THE PROBLEM: All entries that follow are to be written out verbatim.

----- DATA SUPPLIED

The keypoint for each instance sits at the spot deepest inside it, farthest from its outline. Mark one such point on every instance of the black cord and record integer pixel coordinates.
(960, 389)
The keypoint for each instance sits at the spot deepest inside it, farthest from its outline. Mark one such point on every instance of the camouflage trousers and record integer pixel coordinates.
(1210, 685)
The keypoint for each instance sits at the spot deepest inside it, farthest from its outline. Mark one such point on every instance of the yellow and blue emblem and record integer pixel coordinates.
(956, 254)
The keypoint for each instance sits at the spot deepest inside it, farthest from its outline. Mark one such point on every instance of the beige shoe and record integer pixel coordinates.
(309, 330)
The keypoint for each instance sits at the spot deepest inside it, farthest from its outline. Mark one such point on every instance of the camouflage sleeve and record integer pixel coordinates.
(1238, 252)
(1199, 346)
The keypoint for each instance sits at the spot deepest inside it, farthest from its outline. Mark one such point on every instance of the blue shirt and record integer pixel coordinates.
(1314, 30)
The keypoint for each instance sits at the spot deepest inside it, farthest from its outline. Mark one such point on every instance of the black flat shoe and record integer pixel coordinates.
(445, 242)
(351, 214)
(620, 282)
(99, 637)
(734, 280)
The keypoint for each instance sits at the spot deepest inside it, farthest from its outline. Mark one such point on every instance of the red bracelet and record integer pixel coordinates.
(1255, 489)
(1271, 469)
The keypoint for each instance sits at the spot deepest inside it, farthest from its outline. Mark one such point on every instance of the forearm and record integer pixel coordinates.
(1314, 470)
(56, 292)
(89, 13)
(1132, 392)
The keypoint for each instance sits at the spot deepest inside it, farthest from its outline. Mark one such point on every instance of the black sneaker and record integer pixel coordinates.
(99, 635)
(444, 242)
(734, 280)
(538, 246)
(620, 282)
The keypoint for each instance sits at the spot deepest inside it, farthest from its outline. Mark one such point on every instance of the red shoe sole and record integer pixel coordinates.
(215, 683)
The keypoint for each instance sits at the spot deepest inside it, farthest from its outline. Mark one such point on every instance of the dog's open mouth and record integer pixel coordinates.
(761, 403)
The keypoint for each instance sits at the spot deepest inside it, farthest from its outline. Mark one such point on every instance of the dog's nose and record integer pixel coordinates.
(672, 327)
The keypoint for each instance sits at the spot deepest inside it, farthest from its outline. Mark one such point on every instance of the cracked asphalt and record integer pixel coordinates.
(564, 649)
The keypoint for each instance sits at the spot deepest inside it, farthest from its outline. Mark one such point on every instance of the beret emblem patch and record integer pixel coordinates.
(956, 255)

----------

SOLVED EXERCISE:
The keypoint for each instance sits at the spot deepest inside it, farthest from its outline. Mark one such point on every instance of the black cord and record integer pixel coordinates.
(960, 389)
The keypoint for each instance sits at the spot deepest inside it, farthest from its outline. Mark one such point on every instance of the camouflage trousers and record integer pixel coordinates.
(1210, 685)
The keypoint for each instance sits at the spot deepest inside it, farthest from its outline. Mark one such point on every instance of the yellow and blue emblem and record integer pixel coordinates.
(956, 254)
The keypoint for each instance sits at the spot deepest inside it, farthest from its outline. Mark one such point on every instance of the beige shoe and record integer pixel coordinates.
(309, 330)
The keypoint for each instance sits at the spot deepest inside it, farthest from its outline. Mark one such point on every instance of the camouflage sleeve and record integer pixel coordinates.
(1238, 252)
(1199, 346)
The keypoint for each instance sits at the spot deepest inside it, farthest from its outline. Mark one such point on every instance of the blue shirt and record integer pixel coordinates.
(1314, 30)
The keypoint for each instance sits at the spot deepest inside it, farthest from its outline. Mark one such point on every instance of the black flat shoe and record integer pixel coordinates.
(445, 242)
(351, 214)
(620, 282)
(99, 637)
(734, 280)
The keypoint for each instance sits at the spot deepest inside it, farthest from its outline. Mark one such point on every instance of the red bracelet and record integer pixel coordinates.
(1255, 489)
(1271, 469)
The keypoint for each instance sits at the spot deepest inside it, farthest from its outline. Mark one such point on every instance of the forearm and record integer pixel coordinates.
(1314, 470)
(56, 292)
(89, 13)
(1132, 392)
The keypoint for each instance sits at the spot deepest inside it, farthest from its outline. Mark one such point on every instance of the black sneaker and record integer pixel coordinates.
(99, 635)
(444, 242)
(734, 280)
(538, 246)
(620, 282)
The keypoint for each instance sits at the spot deepest inside it, farthest from its outline. Mark one such point on every instance of the red shoe sole and record integer pixel coordinates.
(215, 683)
The keypoint for each instance sits at the spot deepest inside it, farthest from its outline. Mark one such point on every instance of the dog's open mouth and record integer pixel coordinates.
(761, 403)
The keypoint for each instance sits at the spot deepest inside it, farthest from its outline. Mark one such point on every instance of the dog's nose and record integer pixel coordinates.
(672, 327)
The keypoint for each instance sits at the spot deepest inside it, farthest from its outline. Mark one such point on every instance of the cracked asphalt and record integer pixel coordinates.
(564, 649)
The keypoint for each instance sits at the spot deepest inside it, farthest from its outline. Mark one such point on every instance of the beret emblem patch and record integer pixel coordinates.
(956, 255)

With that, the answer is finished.